THE INPUT:

━━━━━━━━━━━━━━━━━━━━

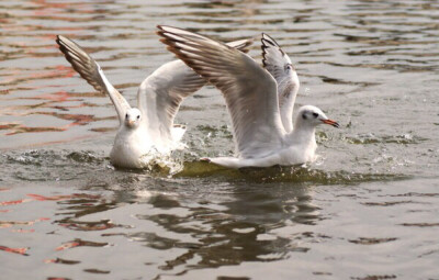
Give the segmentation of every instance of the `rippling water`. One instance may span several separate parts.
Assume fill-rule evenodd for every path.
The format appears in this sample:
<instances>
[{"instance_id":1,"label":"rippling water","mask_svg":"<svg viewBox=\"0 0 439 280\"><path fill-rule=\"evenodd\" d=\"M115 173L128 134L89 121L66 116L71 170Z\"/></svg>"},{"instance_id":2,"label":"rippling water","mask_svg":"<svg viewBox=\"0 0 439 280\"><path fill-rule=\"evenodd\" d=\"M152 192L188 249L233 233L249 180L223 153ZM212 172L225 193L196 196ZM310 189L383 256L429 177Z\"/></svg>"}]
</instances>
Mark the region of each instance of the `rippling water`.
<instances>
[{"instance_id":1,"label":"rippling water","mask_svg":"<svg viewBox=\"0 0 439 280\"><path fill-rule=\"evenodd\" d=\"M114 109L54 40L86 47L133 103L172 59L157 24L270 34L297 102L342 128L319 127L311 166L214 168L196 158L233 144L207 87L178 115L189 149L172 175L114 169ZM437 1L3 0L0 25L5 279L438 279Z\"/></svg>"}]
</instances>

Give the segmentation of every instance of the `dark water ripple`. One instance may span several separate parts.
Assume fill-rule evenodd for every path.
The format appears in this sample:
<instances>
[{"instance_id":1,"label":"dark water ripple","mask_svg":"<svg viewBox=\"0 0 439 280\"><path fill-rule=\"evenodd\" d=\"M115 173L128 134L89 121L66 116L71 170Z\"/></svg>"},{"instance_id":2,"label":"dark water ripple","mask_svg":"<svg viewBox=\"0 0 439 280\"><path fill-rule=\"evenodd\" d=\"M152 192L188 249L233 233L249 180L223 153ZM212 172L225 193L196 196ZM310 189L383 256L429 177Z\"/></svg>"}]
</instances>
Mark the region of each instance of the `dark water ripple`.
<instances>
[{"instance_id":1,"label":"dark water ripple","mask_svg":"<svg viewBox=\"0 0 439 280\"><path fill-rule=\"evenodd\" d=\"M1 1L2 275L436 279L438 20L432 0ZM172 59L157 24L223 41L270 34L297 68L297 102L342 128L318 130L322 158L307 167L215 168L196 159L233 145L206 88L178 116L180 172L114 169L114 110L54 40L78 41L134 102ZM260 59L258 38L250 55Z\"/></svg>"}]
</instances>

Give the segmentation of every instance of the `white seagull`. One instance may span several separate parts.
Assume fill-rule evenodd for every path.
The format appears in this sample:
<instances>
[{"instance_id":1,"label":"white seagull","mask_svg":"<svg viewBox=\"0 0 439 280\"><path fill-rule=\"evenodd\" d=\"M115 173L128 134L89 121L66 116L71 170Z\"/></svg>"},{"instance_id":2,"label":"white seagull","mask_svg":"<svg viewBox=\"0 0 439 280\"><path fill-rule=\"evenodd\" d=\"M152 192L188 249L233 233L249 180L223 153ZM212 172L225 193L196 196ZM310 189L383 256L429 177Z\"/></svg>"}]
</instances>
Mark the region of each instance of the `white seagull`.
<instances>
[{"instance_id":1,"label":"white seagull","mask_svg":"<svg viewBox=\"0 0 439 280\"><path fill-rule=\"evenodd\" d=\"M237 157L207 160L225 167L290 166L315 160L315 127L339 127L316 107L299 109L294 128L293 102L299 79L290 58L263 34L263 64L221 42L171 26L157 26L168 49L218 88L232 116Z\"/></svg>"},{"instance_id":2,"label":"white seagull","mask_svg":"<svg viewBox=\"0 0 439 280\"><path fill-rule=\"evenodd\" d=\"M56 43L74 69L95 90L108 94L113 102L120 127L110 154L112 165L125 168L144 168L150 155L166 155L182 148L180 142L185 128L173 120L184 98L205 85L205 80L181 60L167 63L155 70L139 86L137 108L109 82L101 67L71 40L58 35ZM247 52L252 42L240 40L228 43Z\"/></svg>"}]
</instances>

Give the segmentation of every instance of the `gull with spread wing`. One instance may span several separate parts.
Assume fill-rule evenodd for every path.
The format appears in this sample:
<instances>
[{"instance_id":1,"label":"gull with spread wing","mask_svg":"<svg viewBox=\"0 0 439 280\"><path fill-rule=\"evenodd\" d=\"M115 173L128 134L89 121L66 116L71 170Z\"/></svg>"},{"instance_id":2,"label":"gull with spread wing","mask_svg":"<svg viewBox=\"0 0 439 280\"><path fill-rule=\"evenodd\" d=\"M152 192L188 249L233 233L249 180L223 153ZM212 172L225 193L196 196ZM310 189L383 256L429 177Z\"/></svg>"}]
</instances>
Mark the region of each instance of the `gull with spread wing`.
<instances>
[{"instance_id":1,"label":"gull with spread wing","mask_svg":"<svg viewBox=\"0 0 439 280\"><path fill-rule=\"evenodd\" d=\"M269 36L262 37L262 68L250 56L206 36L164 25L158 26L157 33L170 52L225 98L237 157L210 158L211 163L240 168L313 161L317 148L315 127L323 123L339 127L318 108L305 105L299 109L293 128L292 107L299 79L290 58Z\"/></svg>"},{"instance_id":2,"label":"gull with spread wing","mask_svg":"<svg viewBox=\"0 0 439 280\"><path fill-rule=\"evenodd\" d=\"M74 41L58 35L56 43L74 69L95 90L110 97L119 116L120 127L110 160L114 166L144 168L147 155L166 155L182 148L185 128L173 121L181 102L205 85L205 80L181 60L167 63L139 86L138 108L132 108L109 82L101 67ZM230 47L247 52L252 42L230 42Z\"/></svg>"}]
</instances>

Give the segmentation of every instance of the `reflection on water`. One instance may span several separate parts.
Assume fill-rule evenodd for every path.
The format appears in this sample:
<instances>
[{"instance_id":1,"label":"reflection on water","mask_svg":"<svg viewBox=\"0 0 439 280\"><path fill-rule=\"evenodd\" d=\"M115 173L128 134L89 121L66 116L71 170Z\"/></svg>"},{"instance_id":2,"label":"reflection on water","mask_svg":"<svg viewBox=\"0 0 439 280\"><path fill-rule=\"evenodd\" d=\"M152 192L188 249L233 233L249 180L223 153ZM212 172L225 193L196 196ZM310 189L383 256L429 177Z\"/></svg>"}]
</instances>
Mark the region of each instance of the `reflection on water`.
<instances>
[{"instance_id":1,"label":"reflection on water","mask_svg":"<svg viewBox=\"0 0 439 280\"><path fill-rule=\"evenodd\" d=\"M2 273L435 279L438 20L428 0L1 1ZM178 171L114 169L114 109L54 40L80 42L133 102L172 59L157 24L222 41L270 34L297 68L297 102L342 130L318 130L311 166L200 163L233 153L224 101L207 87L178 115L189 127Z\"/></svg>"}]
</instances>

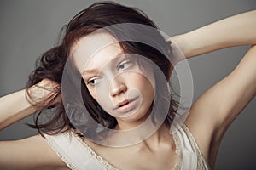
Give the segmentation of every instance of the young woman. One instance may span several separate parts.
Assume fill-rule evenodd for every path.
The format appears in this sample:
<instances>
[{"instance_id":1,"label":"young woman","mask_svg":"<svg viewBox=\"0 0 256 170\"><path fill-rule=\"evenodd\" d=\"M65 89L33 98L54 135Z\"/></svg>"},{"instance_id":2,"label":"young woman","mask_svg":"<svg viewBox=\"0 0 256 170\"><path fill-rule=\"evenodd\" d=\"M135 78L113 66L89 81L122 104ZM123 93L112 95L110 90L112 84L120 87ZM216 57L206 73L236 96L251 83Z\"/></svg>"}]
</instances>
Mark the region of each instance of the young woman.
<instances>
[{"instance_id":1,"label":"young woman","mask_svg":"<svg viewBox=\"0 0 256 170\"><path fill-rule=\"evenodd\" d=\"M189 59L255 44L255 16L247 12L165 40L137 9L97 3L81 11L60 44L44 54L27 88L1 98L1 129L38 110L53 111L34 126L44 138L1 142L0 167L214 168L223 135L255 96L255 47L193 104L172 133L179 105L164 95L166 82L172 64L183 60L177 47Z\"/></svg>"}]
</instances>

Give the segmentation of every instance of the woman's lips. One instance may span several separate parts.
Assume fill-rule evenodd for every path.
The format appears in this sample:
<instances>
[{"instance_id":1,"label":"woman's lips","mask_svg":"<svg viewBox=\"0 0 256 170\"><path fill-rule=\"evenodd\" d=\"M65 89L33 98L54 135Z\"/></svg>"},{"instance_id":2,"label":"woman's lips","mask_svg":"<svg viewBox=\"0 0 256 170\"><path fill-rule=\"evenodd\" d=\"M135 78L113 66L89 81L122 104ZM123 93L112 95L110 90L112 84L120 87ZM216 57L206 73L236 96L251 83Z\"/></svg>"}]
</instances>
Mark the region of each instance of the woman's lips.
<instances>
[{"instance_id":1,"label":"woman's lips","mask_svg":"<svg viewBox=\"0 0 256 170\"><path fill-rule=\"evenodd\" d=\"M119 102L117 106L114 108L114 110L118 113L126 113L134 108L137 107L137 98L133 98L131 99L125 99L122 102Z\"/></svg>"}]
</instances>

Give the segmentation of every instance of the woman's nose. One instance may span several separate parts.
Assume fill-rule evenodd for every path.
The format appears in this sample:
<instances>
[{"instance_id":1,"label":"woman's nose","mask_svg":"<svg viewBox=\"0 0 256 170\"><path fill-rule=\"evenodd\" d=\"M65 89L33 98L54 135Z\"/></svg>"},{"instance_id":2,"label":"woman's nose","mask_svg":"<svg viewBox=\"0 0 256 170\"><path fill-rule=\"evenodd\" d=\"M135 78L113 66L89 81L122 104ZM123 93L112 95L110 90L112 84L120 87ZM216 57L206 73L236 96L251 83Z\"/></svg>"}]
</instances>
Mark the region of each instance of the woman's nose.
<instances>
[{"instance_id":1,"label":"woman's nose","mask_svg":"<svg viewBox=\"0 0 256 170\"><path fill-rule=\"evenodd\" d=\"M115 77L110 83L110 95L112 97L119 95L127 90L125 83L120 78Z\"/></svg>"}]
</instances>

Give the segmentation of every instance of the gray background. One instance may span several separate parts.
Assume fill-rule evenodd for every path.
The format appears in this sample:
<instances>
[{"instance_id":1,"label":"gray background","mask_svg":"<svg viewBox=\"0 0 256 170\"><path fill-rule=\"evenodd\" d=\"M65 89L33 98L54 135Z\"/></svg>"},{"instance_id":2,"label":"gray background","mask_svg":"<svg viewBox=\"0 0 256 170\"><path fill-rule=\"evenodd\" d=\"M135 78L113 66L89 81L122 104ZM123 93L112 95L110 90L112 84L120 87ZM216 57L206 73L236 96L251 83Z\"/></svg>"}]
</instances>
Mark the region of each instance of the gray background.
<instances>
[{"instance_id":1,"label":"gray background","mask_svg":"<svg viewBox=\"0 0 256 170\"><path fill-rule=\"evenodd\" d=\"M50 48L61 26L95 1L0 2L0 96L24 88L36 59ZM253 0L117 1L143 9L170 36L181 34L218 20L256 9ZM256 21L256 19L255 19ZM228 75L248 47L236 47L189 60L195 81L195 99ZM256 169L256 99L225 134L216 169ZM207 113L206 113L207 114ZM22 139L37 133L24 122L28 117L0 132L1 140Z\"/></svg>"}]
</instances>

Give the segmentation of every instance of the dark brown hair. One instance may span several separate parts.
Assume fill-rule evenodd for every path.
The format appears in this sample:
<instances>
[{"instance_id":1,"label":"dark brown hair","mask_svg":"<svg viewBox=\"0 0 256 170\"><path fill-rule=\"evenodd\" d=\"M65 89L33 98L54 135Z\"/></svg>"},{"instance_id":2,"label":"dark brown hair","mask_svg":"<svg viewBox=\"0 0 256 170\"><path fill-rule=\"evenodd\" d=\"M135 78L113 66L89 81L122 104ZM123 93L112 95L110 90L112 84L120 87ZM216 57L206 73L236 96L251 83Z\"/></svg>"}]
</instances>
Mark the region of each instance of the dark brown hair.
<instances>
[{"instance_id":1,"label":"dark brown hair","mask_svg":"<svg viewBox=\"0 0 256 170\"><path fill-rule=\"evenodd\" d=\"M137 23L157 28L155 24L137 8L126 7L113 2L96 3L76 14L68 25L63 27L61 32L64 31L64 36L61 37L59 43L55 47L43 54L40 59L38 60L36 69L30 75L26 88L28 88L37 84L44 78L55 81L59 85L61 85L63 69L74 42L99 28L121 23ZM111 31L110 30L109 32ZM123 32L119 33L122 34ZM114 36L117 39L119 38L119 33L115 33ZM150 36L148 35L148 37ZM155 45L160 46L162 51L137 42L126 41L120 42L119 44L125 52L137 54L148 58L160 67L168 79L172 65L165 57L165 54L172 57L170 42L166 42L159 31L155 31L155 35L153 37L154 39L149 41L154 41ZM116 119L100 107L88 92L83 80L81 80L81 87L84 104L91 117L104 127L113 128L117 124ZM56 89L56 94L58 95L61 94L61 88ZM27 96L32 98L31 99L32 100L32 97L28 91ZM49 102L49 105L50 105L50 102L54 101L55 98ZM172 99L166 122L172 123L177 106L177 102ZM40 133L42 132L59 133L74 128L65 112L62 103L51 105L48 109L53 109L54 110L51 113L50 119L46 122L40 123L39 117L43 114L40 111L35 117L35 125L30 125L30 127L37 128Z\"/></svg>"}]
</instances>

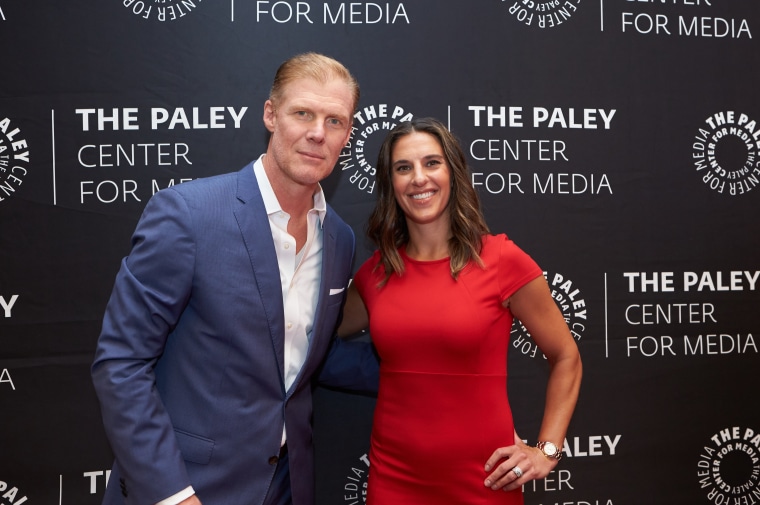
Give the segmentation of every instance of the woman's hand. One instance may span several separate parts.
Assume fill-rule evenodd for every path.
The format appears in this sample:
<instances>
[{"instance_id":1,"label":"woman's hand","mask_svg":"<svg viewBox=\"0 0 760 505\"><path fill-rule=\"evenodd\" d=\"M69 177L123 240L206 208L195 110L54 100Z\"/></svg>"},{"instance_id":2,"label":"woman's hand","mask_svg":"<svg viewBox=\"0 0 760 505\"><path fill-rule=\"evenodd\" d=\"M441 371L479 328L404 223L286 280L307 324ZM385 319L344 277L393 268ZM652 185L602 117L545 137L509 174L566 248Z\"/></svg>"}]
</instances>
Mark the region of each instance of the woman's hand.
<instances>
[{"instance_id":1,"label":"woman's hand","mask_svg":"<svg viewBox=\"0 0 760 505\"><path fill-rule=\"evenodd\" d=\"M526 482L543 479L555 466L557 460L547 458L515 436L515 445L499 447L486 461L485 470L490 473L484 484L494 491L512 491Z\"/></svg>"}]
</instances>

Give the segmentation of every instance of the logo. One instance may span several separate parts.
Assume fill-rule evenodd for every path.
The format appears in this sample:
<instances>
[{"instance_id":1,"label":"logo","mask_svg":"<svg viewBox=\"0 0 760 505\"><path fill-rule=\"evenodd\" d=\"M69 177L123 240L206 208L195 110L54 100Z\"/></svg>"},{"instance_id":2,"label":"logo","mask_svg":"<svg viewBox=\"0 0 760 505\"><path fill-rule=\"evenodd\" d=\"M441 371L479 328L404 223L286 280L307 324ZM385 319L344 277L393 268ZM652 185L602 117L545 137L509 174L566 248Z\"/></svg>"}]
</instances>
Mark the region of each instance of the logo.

━━━━━━━━━━━━━━━━━━━━

TO DO: Every line from the one containing "Give the segmentation of every instance of the woman's hand." through the end of the entries above must be echoed exactly, with both ends kept.

WRITTEN SOLUTION:
Give the segmentation of every instance of the woman's hand. One instance may span several separate parts.
Assume fill-rule evenodd for every path.
The format appears in this sample:
<instances>
[{"instance_id":1,"label":"woman's hand","mask_svg":"<svg viewBox=\"0 0 760 505\"><path fill-rule=\"evenodd\" d=\"M69 177L123 240L206 208L195 110L54 100Z\"/></svg>"},{"instance_id":2,"label":"woman's hand","mask_svg":"<svg viewBox=\"0 0 760 505\"><path fill-rule=\"evenodd\" d=\"M441 371L479 328L404 223L286 280L307 324ZM385 319L344 277L393 268ZM652 185L602 117L545 137L509 174L566 248Z\"/></svg>"}]
</instances>
Mark the region of each instance of the woman's hand.
<instances>
[{"instance_id":1,"label":"woman's hand","mask_svg":"<svg viewBox=\"0 0 760 505\"><path fill-rule=\"evenodd\" d=\"M526 482L543 479L555 466L557 460L547 458L515 436L515 445L499 447L486 461L485 470L490 473L484 484L494 491L512 491Z\"/></svg>"}]
</instances>

Give the segmentation of every instance of the logo. One instance may span several separate parts.
Assume fill-rule evenodd for every path.
The format appears in this sample:
<instances>
[{"instance_id":1,"label":"logo","mask_svg":"<svg viewBox=\"0 0 760 505\"><path fill-rule=\"evenodd\" d=\"M69 177L123 240L206 208L195 110L54 100Z\"/></svg>"},{"instance_id":2,"label":"logo","mask_svg":"<svg viewBox=\"0 0 760 505\"><path fill-rule=\"evenodd\" d=\"M441 371L479 328L404 223L286 280L307 324ZM385 319L344 277L393 268ZM652 185L602 117L545 137L509 174L566 248Z\"/></svg>"}]
</instances>
Mark the region of each instance of the logo.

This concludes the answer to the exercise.